::: Testo proposto

Ma cosa c'è dietro la presa di posizione, espressa con questi toni? In primo luogo si tratta con tutta evidenza di un attacco alla linea del governo, con il premier Conte - insieme ai ministri - che sta consultando gli esperti scientifici per definire la cosiddetta "Fase 2". Dalle indiscrezioni ormai emerse appare chiaro che la riapertura sarà molto graduale: le date sul tavolo sono dopo Pasquetta per le aperture di piccole attività produttive, il 4 maggio per la rimodulazione delle misure che riguardano spostamenti e uscite, quindi una progressiva ripartenza del Paese. Il calendario non piace alle imprese del Nord, che sposano invece la linea leghista che chiede la riapertura a breve termine.

In realtà, però, il lockdown che lamentano le aziende non è esattamente tale. Oltre 70.000 imprese in tutta Italia hanno chiesto una deroga ai prefetti, sostenendo con un'autocertificazione che la loro attività è essenziale e non può fermarsi, dopo il decreto del 25 marzo. E in effetti tante realtà hanno continuato a produrre, con le persone che non hanno mai smesso di recarsi nei luoghi di lavoro (soprattutto metalmeccanici, ma non solo): è il Paese delle deroghe, come abbiamo sottolineato in una nostra inchiesta sulla realtà ancora attive. Nelle domande, tra l'altro, sono in testa proprio le regioni del Nord: in Lombardia oltre 15.000 richieste, con Brescia al primo posto, in Veneto circa 14.000. Alla faccia della chiusura totale. Da parte loro Cgil, Cisl e Uil hanno invitato più volte gli imprenditori a "non fare furbi", soprattutto nella situazione attuale, offrendosi di assistere i prefetti nel vaglio dei fascicoli, per stabilire dove la produzione è essenziale davvero.

::::::

Come continua l'articolo sulla "Fase 2" e sulle deroghe chieste dalle imprese durante il lockdown? Scrivine il seguito partendo subito dopo l'ultima frase.

::: Voci elencate

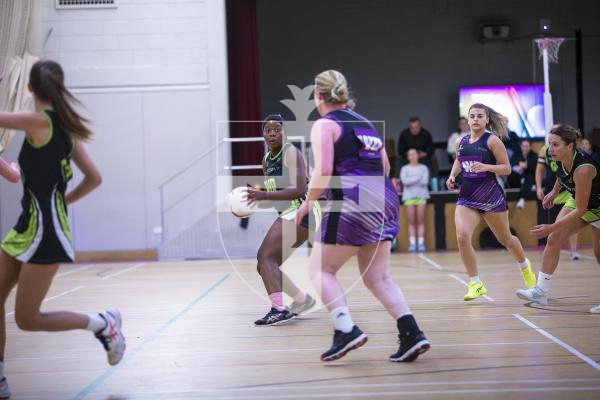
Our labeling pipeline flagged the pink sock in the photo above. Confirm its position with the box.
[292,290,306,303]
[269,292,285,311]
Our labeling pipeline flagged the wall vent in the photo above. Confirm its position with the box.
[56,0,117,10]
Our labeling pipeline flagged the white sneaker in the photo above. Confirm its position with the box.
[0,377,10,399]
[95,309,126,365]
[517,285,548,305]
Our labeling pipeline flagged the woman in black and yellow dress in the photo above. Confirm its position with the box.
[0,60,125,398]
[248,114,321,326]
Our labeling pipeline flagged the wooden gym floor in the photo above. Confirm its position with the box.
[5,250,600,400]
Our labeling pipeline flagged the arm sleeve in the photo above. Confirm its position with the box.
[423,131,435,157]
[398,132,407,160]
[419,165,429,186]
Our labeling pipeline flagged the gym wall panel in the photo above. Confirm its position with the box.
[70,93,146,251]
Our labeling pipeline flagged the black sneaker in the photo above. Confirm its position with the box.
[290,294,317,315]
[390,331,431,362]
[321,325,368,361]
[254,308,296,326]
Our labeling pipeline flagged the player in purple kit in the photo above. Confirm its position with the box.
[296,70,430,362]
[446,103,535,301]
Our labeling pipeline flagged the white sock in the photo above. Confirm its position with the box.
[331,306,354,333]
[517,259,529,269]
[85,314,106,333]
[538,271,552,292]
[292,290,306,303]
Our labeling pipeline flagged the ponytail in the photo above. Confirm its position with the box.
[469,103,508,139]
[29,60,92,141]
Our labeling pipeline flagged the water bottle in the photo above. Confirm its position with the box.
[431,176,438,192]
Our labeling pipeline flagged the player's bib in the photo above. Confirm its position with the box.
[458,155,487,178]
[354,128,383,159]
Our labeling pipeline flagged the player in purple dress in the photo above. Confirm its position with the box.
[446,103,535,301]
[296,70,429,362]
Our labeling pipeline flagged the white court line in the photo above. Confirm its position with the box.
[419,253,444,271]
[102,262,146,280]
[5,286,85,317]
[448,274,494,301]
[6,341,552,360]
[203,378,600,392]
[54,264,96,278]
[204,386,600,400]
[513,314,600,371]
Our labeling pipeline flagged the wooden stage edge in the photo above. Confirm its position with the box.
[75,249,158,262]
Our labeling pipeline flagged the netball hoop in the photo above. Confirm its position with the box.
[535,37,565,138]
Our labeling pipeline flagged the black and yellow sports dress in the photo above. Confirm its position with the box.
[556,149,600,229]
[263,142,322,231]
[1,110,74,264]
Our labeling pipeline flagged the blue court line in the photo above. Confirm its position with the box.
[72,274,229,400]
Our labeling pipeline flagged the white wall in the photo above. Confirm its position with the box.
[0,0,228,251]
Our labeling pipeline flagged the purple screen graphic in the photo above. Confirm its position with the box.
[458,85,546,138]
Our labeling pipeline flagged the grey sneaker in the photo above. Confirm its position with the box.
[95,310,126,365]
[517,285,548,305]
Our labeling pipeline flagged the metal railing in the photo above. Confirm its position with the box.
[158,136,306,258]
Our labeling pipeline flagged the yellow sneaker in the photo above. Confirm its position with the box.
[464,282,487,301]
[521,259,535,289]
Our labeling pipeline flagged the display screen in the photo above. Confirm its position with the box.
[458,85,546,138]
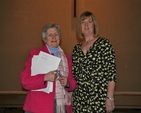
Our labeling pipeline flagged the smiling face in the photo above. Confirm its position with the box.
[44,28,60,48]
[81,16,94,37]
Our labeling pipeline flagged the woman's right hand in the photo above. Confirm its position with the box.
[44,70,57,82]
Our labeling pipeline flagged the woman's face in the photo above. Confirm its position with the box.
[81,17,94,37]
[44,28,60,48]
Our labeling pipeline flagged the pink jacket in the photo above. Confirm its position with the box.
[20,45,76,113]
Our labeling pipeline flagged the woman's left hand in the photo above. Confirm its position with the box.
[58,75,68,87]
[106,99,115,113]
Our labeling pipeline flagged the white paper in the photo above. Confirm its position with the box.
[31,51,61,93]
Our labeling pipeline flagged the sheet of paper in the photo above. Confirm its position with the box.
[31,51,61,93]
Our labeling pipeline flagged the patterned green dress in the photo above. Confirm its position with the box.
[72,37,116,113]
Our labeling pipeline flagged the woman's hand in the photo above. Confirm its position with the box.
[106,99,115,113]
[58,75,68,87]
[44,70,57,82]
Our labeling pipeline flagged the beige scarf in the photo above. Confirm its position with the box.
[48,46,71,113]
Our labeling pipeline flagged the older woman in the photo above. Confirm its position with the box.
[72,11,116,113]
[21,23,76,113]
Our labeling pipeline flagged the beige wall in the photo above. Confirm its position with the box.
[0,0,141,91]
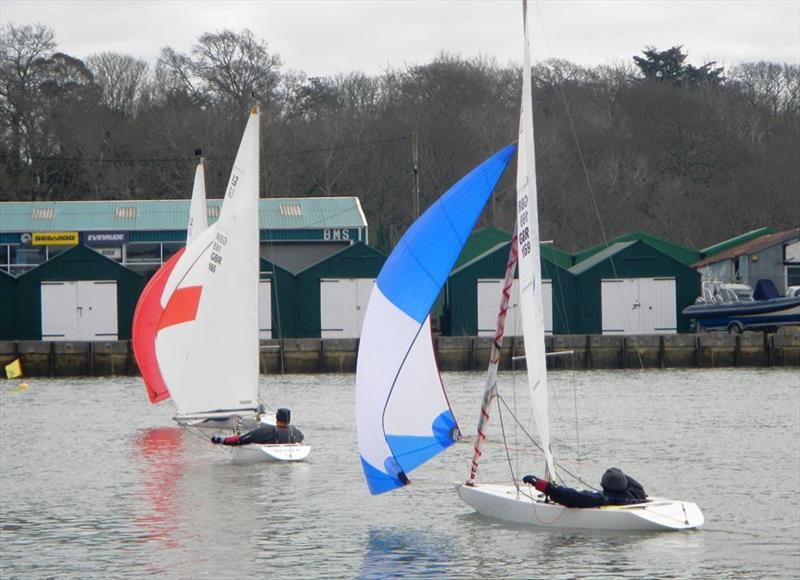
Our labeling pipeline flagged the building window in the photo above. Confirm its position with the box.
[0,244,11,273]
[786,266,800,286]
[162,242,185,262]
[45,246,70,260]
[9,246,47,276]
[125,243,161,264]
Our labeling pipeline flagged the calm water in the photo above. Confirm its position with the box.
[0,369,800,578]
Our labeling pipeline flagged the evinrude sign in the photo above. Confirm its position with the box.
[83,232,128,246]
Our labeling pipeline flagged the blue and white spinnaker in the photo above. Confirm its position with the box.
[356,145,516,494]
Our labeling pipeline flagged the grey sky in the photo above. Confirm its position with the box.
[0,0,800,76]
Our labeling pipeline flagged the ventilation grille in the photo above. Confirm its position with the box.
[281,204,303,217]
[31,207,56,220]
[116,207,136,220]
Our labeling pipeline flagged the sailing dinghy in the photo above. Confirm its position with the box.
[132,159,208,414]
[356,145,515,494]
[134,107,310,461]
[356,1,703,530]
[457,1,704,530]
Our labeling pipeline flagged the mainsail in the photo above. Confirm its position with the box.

::::::

- Esito dell'esercizio
Sulla richieste di Confindustria è intervenuta il segretario generale della Fiom, Francesca Re David. "Le pressioni degli industriali sono cieche - ha detto - più dura l'epidemia, più a lungo l'economia non si riprenderà. Deve essere la comunità scientifica a dire quando sarà il momento di riaprire". D'altronde le regioni settentrionali sono quelle più colpite, e "il disastro sanitario sta impattando anche perché non sono state fatte chiusure delle imprese nell'immediato, Bergamo ne è la dimostrazione". Guai quindi ad aprire prima del tempo: "Nel Nord la mobilità è fortemente determinata dalle fabbriche - riflette Re David -, pensare di rimetterle in moto contemporaneamente, senza le misure necessarie per garantire salute e sicurezza, significa solo mettere davanti il profitto". Fabbriche che dovranno essere ridisegnate per convivere con il virus, attraverso distanziamenti, sanificazioni e riduzioni dell'orario. A questo può servire l'accordo appena firmato in Fca, dove azienda e sindacati hanno concordato le linee guida per evitare il contagio da Covid-19 alla ripresa dell'attività produttiva. Un atto, da parte dell'ex Fiat, che è in controtendenza rispetto alla condotta unilaterale di Confindustria e lascia intravedere idee diverse anche dentro il mondo delle aziende.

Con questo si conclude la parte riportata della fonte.